DATA SHOWN —
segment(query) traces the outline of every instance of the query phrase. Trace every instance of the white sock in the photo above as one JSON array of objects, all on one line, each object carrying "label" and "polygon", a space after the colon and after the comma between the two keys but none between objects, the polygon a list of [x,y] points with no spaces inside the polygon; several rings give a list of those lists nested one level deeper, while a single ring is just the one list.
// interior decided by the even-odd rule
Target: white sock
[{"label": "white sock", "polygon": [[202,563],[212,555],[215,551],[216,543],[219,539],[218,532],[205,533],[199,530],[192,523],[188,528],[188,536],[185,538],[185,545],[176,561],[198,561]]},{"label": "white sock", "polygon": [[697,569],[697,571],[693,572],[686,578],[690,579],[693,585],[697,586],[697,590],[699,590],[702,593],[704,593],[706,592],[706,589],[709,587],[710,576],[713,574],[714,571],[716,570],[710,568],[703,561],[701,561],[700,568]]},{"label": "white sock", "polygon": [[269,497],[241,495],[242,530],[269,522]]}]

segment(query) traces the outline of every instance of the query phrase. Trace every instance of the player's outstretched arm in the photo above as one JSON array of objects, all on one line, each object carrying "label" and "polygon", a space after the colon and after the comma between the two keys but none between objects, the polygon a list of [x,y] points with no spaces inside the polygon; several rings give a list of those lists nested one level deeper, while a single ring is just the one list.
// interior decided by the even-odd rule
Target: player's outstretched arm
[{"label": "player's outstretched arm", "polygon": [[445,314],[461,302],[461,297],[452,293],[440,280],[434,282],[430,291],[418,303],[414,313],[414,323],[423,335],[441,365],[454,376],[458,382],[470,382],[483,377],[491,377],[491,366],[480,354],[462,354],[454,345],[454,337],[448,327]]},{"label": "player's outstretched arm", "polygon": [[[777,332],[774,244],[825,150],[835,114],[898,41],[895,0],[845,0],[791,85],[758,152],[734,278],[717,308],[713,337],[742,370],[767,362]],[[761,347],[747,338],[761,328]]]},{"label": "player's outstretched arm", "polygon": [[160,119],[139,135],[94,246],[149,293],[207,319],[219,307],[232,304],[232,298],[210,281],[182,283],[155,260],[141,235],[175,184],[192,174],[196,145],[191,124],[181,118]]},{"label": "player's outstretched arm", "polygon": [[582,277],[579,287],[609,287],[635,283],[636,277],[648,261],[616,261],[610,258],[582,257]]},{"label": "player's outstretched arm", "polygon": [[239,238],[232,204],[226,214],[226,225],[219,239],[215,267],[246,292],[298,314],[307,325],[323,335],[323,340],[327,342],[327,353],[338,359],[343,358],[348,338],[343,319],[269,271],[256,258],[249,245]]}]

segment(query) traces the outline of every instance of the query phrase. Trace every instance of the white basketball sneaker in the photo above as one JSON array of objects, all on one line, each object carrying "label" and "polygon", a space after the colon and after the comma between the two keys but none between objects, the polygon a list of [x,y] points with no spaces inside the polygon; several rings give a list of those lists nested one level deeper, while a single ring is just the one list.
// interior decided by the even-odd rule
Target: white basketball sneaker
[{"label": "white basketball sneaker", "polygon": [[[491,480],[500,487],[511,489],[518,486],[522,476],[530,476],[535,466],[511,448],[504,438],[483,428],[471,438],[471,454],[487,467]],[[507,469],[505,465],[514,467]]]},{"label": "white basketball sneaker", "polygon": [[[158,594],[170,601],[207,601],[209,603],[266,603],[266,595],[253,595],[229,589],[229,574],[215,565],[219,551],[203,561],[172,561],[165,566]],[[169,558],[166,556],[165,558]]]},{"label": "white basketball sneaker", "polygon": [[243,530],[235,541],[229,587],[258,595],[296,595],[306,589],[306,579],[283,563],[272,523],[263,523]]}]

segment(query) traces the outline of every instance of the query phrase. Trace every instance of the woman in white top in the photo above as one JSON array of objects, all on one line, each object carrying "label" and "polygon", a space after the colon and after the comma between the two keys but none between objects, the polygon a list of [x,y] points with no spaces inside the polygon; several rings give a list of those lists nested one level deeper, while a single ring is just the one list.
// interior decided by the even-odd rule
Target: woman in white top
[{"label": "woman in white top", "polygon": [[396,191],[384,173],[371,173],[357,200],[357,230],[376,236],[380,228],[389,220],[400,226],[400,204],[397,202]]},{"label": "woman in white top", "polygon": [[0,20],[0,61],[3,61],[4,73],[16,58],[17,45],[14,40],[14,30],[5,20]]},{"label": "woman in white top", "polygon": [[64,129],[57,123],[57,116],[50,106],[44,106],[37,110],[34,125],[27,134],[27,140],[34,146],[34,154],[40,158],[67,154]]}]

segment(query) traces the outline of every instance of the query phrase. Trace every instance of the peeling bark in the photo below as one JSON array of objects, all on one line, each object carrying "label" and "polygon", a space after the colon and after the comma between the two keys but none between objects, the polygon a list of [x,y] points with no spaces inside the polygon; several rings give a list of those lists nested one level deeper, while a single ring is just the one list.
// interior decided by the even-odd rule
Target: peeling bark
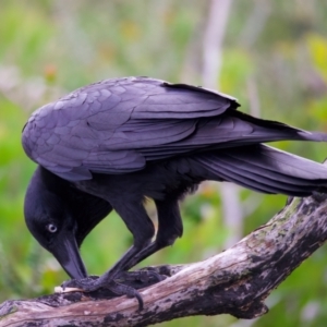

DIRECTIONS FOR THIS TASK —
Rewrite every one of the records above, substituting "nonzero winding rule" for each occurrence of "even-odd rule" and keeping all other text unchanged. Omit the pictures from your output.

OUTPUT FOR THIS TASK —
segment(query) traces the outline of every instance of the query phrase. Trace every instance of the white sock in the photo above as one JSON array of objects, all on one line, each object carrying "label" and "polygon", a space after the colon and after the comma between the two keys but none between objects, the polygon a list of [x,y] points with no spaces inside the polygon; several rings give a list of those lists nested one level deeper, while a single ring is just the one list.
// interior decided by the nonzero winding rule
Target: white sock
[{"label": "white sock", "polygon": [[202,563],[212,555],[215,551],[216,543],[219,539],[218,532],[205,533],[199,530],[192,523],[188,528],[188,536],[185,538],[185,545],[176,561],[198,561]]},{"label": "white sock", "polygon": [[697,569],[697,571],[693,572],[686,578],[690,579],[693,585],[697,586],[697,590],[699,590],[702,593],[704,593],[706,592],[706,589],[709,587],[710,576],[713,574],[714,571],[716,570],[710,568],[703,561],[701,561],[700,568]]},{"label": "white sock", "polygon": [[269,497],[241,495],[242,530],[269,522]]}]

segment(query) traces the outline of every instance of the query phrase. Trace every instance of the player's outstretched arm in the photo above as one JSON array of objects, all on one line, each object carrying "label" and "polygon", a space after the colon and after the comma between the two keys but none between objects, the polygon a list of [x,y] points with no spaces inside the polygon; several rings give a list of those lists nested one level deeper, while a single ring is just the one list.
// interior decided by the nonzero winding rule
Target: player's outstretched arm
[{"label": "player's outstretched arm", "polygon": [[445,314],[461,302],[461,297],[452,293],[440,280],[434,282],[430,291],[418,303],[414,313],[414,323],[423,335],[441,365],[454,376],[458,382],[470,382],[483,377],[491,377],[491,366],[480,354],[462,354],[454,345],[454,337],[448,327]]},{"label": "player's outstretched arm", "polygon": [[[777,332],[774,244],[825,150],[835,114],[898,41],[895,0],[845,0],[791,85],[758,152],[734,278],[717,308],[713,337],[742,370],[767,362]],[[761,347],[747,338],[761,328]]]},{"label": "player's outstretched arm", "polygon": [[160,119],[139,135],[94,246],[149,293],[207,319],[219,307],[232,304],[232,298],[210,281],[182,283],[155,260],[141,235],[175,184],[192,174],[196,145],[191,124],[181,118]]},{"label": "player's outstretched arm", "polygon": [[582,277],[579,287],[609,287],[635,283],[636,277],[648,261],[616,261],[610,258],[582,257]]},{"label": "player's outstretched arm", "polygon": [[239,238],[232,204],[226,214],[226,225],[219,239],[215,267],[246,292],[298,314],[307,325],[323,335],[323,340],[327,342],[327,353],[338,359],[343,358],[348,338],[343,319],[269,271],[256,258],[249,245]]}]

segment(query) traces the outline of every instance of the query phrase. Trace every instance of the white basketball sneaker in the photo above as one JSON array of objects, all on one line, each object carrying "label" and "polygon", a space after the colon and after the comma between the two keys but none between objects, the polygon a list of [x,y] points with no spaces inside the polygon; several rings give a list of those lists nested one level deeper, while a single ring is just the one list.
// interior decided by the nonzero winding rule
Target: white basketball sneaker
[{"label": "white basketball sneaker", "polygon": [[[491,480],[500,487],[511,489],[518,486],[522,476],[530,476],[535,466],[511,448],[504,438],[483,428],[471,438],[471,454],[487,467]],[[507,469],[505,465],[514,467]]]},{"label": "white basketball sneaker", "polygon": [[[158,594],[170,601],[207,601],[209,603],[266,603],[266,595],[253,595],[229,589],[229,574],[215,565],[219,551],[203,561],[172,561],[165,566]],[[169,558],[166,556],[165,558]]]},{"label": "white basketball sneaker", "polygon": [[243,530],[235,541],[229,587],[258,595],[296,595],[306,589],[306,579],[283,563],[272,523],[263,523]]}]

segment(query) traces the outline of every instance of the query phrase. Trace every instance of the woman in white top in the photo above as one JSON array of objects, all on one line, each object carrying "label" and "polygon", a space after the colon and after the comma between the two keys but none between objects, the polygon a list of [x,y] points with no spaces inside the polygon; several rings give a list of those lists nested one level deeper, while a single ring is just the one list.
// interior decided by the nonzero winding rule
Target: woman in white top
[{"label": "woman in white top", "polygon": [[396,191],[384,173],[371,173],[357,200],[357,230],[376,236],[380,228],[389,220],[400,226],[400,204],[397,202]]},{"label": "woman in white top", "polygon": [[0,20],[0,61],[3,61],[4,73],[16,58],[17,45],[14,40],[14,30],[5,20]]},{"label": "woman in white top", "polygon": [[64,129],[57,123],[57,116],[50,106],[44,106],[37,110],[34,125],[27,134],[27,140],[34,146],[34,154],[40,158],[67,154]]}]

segment(query) traces the outline of every instance of the query phrase. Trace every instance of the peeling bark in the photo below as one JSON array of objects, all on one line, each object carrying "label" and "polygon", a space after the colon and after the comma between the two keys but none between objects, the polygon a list of [x,y] points with no spaces inside the polygon; several rings give a list of those lists nested one level deeper, while a single ring is just the one list.
// interior decided by the nonzero winding rule
Target: peeling bark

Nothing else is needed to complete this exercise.